Répondez aux questions suivantes d'après la tribune ci-dessous.
(a) Selon la tribune, quelle était jusqu'ici la seule alternative reçue ?
(b) Quel document le médecin délivre-t-il après avoir dit si une personne est morte ou vivante ?
(c) Quel pont la tribune cite-t-elle en exemple ?

▶ **BLOC DE TEXTE**:
━━━━━━━━━━━━━━━━

Tribune libre en réponse à M. Julien Dir, promoteur de l’euthanasie

Vous publiez délibérément une tribune que vous dites vous-même provocatrice pour intervenir « à chaud » sur un évènement qui comporte une lourde signification.

Je vous suggère de prendre en compte dans votre réflexion les observations suivantes.

Vous dites de Vincent Lambert « on ne peut pas dire qu’il soit complètement vivant non plus ». Vous instituez par-là, de votre propre chef, une notion intermédiaire de la vie. Jusqu’ici il était reçu que la seule alternative était d’être mort ou vivant. Le médecin est chargé de dire si une personne est morte ou vivante pour délivrer un permis d’inhumer. Il n’a pas le droit de répondre autre chose que, oui la personne est morte, ou non la personne n’est pas morte. Tout votre propos est donc biaisé par votre axiome de départ qu’il y a une vie qui ne mérite pas d’être vécue. Il n’est donc pas étonnant que votre conclusion soit qu’il faut de l’euthanasie, et même plus fort, du suicide assisté.

À propos de personnes qui ne sont pas complètement vivantes, je vous incite à aller visionner le film Lourdesqui passe actuellement dans les salles. On y voit ribambelle d’infirmes de toutes catégories. À votre avis, que faut-il faire de ces personnes qui ne sont plus, selon vous, complètement vivantes ? Et, d’un autre côté, que faut-il faire des vieux, très vieux, totalement dépendants, dans les maisons de retraites ?

Je m’arrête un instant sur le suicide assisté. Vous paraissez un homme fort, fort en affirmations péremptoires. Auriez-vous besoin, si d’aventure vous en aviez assez de la vie, que la société vienne maternellement vous faire mourir sans douleur et sans que vous vous en aperceviez au lieu de vous jeter sous un train ou du pont de Bénodet par exemple ? Pourquoi recourir à la société ? Manqueriez-vous de courage ?

━━━━━━━━━━━━━━━━

[Lignes d'un jeu de données]
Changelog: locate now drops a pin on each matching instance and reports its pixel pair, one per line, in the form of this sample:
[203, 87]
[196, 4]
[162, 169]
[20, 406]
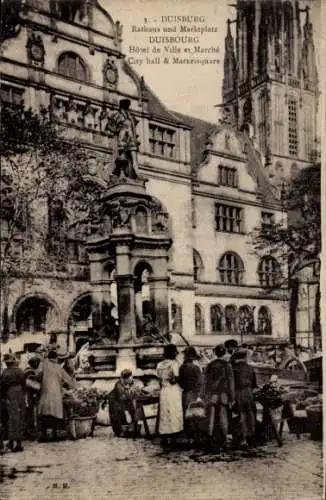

━━━━━━━━━━━━━━━━

▶ **RÉPONSE PRODUITE**:
(a) Être mort ou vivant.
(b) Un permis d'inhumer.
(c) Le pont de Bénodet.